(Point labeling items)

────────

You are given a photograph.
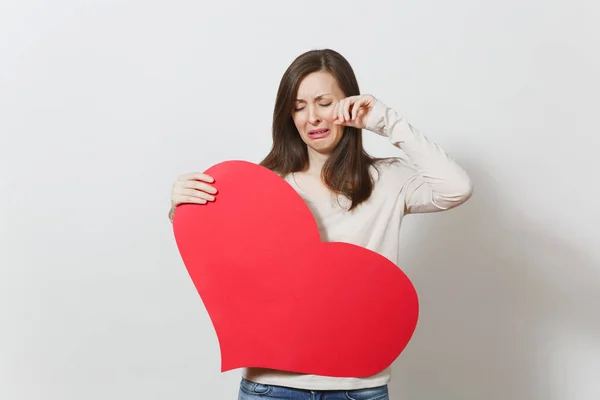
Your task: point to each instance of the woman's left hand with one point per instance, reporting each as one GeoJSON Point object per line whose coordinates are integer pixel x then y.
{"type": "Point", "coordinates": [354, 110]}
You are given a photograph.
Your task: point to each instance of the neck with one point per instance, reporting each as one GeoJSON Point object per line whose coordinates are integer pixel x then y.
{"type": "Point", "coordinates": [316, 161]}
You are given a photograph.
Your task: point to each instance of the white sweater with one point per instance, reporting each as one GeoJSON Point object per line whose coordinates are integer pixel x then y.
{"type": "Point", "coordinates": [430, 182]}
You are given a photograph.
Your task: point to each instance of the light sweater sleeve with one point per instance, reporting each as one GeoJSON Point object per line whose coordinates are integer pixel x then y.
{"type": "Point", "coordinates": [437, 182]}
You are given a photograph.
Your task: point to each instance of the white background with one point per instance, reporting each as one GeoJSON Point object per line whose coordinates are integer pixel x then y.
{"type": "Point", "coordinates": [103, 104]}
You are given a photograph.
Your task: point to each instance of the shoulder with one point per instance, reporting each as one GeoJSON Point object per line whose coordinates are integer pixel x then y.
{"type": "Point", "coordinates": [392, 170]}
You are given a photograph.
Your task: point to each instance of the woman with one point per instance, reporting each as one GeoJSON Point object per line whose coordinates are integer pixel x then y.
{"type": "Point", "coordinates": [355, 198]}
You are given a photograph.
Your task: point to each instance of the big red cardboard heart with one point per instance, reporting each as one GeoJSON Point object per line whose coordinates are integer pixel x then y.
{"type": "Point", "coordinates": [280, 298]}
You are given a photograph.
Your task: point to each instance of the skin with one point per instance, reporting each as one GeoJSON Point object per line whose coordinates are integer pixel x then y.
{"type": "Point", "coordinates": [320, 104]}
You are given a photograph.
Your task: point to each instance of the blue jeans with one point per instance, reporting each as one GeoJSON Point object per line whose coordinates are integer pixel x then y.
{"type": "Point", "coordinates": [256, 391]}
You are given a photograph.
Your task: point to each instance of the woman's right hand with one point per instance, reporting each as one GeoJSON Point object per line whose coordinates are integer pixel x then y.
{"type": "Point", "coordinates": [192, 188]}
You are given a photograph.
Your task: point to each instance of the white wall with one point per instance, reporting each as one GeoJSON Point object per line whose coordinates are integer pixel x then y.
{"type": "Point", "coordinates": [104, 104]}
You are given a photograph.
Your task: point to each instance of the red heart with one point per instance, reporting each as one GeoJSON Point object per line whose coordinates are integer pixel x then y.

────────

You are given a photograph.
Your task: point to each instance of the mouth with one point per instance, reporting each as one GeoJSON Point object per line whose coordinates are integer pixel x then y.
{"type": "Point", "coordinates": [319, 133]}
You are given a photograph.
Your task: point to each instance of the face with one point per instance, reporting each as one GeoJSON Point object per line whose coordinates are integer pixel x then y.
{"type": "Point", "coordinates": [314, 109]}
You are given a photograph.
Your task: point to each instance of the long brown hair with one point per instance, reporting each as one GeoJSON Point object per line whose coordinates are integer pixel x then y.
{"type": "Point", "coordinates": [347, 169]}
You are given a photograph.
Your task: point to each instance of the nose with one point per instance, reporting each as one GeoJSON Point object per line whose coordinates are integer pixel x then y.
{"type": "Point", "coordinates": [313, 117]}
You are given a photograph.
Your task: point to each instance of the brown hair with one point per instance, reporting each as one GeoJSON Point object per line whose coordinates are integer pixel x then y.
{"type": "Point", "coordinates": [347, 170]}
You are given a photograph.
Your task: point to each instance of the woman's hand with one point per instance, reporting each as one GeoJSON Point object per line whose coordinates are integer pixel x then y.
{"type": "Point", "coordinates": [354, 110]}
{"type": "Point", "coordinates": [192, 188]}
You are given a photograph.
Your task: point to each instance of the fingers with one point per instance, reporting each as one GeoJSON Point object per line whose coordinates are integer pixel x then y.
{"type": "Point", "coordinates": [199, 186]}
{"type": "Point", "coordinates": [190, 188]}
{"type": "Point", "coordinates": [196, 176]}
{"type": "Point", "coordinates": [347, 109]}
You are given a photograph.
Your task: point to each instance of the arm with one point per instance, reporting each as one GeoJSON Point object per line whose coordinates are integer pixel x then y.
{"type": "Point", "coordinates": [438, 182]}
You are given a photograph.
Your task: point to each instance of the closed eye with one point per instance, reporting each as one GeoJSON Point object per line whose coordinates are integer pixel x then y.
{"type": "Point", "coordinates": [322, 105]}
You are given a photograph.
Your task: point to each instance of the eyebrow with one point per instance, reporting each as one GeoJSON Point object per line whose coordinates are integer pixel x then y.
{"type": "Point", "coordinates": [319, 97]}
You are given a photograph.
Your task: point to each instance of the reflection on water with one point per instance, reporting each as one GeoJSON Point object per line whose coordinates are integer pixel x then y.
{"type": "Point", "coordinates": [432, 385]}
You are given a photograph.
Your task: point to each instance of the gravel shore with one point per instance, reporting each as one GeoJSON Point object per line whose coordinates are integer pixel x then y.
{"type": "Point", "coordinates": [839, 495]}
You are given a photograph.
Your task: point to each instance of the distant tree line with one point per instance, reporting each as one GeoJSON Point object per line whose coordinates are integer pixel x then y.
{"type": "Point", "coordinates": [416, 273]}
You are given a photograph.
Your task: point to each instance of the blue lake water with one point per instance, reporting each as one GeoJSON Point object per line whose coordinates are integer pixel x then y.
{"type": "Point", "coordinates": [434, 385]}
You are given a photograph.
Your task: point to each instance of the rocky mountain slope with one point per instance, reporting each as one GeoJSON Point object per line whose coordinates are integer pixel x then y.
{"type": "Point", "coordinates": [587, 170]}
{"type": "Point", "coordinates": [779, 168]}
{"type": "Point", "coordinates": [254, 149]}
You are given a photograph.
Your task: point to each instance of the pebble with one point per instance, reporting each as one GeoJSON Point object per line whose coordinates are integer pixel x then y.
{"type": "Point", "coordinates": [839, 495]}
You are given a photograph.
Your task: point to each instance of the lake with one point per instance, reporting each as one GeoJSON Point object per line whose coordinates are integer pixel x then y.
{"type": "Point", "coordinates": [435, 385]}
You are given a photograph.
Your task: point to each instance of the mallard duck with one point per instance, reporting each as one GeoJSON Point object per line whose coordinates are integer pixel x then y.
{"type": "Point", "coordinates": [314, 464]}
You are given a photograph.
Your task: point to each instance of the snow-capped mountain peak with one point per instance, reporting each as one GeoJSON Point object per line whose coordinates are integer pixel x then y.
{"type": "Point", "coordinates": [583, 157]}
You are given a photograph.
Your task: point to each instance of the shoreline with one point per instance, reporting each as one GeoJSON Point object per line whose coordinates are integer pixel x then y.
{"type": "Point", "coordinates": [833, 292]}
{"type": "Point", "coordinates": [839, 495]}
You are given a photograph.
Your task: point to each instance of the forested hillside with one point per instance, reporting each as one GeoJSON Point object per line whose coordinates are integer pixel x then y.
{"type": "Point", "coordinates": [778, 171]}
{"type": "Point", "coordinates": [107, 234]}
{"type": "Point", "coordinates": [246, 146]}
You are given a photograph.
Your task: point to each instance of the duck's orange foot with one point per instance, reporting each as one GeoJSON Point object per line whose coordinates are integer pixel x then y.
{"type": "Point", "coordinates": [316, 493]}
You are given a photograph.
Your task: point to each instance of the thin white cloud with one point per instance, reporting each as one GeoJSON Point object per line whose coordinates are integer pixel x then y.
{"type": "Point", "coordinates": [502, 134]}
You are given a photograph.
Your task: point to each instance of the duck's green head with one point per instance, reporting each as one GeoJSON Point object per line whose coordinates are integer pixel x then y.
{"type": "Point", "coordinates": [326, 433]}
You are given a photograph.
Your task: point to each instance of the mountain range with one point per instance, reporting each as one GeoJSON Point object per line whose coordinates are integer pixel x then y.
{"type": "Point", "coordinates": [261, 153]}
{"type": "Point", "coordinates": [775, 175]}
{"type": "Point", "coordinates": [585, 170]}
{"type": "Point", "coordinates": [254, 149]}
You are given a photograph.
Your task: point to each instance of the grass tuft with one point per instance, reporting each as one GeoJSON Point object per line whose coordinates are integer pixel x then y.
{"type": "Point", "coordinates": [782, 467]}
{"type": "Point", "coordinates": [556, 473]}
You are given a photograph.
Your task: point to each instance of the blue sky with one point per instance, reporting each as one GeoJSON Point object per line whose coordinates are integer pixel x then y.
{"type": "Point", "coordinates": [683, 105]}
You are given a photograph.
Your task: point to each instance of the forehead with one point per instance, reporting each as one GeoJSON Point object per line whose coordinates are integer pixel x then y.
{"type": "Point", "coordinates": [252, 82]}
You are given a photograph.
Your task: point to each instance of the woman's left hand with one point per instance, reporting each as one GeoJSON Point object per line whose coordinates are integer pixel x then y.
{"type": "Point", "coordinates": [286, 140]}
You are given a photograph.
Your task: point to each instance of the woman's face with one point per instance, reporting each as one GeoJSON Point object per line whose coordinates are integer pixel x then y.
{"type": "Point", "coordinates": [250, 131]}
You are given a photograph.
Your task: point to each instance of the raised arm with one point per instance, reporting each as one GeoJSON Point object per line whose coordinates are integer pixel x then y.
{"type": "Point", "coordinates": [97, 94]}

────────

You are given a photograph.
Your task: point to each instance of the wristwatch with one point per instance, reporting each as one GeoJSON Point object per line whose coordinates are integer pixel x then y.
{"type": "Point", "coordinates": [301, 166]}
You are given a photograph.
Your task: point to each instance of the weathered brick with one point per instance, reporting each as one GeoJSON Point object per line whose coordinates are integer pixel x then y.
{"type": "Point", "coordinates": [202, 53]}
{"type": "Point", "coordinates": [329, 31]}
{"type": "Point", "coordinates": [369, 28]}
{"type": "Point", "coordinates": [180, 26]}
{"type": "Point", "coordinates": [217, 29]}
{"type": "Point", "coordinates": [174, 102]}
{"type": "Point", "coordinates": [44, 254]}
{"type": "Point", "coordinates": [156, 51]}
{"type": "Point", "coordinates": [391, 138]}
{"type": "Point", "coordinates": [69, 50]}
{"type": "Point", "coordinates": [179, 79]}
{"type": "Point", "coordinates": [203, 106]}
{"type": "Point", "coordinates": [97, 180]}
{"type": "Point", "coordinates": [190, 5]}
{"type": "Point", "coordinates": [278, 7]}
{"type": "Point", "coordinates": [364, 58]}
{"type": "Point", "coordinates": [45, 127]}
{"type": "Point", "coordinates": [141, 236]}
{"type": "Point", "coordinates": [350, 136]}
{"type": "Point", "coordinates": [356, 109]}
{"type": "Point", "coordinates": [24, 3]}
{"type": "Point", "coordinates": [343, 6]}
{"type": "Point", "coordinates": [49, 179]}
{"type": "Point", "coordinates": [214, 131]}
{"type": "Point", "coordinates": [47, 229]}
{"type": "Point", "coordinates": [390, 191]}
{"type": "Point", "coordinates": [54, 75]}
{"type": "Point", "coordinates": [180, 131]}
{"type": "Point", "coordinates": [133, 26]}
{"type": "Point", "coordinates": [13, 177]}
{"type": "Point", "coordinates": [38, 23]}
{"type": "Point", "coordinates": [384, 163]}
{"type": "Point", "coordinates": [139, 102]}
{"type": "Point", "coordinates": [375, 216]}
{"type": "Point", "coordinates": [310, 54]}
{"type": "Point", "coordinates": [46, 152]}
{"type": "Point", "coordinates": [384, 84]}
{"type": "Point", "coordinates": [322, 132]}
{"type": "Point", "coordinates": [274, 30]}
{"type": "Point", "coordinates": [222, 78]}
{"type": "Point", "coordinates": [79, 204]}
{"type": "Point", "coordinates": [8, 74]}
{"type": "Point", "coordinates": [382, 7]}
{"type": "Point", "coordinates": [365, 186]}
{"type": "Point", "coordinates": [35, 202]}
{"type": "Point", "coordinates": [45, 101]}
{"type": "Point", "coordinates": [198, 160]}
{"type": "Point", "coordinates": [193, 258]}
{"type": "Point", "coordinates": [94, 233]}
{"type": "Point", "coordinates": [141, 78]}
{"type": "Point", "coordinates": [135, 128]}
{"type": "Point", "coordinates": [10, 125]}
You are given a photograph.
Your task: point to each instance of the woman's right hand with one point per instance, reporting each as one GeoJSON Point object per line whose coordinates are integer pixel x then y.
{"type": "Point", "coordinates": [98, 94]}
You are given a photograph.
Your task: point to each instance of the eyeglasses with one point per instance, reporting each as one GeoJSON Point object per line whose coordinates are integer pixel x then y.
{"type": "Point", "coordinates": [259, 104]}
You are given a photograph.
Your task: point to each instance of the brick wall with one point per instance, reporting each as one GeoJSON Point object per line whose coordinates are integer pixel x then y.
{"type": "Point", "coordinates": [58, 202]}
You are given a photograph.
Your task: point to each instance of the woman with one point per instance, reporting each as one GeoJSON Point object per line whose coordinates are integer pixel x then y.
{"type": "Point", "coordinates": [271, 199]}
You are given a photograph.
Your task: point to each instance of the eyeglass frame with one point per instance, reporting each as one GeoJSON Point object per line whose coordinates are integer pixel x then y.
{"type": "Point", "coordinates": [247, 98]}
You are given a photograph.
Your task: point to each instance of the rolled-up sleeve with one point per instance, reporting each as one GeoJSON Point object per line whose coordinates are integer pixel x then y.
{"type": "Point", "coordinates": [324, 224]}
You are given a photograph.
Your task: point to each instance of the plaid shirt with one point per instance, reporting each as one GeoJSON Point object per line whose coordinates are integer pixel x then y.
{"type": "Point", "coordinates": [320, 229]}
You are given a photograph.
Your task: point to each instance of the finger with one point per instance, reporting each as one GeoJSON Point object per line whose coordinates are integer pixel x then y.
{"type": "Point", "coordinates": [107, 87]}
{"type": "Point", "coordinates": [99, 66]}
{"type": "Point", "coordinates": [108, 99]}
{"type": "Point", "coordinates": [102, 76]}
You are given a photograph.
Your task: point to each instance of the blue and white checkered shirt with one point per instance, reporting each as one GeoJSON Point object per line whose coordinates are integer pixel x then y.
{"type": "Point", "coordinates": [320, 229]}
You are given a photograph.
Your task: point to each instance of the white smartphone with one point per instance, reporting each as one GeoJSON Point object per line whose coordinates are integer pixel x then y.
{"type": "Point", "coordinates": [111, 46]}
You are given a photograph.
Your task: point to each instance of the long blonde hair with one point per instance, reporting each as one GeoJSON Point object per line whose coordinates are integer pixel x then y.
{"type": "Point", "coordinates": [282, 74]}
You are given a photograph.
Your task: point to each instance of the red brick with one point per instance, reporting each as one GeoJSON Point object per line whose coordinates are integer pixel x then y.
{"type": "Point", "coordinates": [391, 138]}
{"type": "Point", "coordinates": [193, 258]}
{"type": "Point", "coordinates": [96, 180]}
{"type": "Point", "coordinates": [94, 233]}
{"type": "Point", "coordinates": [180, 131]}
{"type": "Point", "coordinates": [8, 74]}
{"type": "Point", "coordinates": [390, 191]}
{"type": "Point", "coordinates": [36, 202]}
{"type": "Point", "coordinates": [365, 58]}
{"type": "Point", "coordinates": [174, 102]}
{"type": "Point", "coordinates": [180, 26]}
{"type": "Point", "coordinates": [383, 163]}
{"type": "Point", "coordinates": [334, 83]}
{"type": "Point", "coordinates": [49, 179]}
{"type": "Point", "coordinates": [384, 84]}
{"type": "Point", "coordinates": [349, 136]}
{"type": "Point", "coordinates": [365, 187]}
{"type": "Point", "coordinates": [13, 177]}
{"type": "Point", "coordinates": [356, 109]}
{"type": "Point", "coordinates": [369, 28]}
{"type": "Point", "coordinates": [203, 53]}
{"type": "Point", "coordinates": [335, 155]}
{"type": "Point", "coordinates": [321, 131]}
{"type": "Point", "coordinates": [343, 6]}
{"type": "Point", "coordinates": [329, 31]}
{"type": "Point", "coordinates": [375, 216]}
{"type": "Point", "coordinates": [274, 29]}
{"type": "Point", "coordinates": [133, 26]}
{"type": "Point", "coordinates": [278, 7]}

────────

• _YOUR INSTRUCTIONS_
Identify every line in the items above that contains the word "brown", and copy each of those lines.

• _ANSWER TO THE PROBLEM_
Your task: point to each instance of the long brown hair with one point per instance, reporting each as one GeoJSON Point object per line whose coordinates are integer pixel x then y.
Your task: point to each instance of the brown hair with one point per instance, reporting each as one GeoJSON Point object per line whose coordinates are integer pixel x then y.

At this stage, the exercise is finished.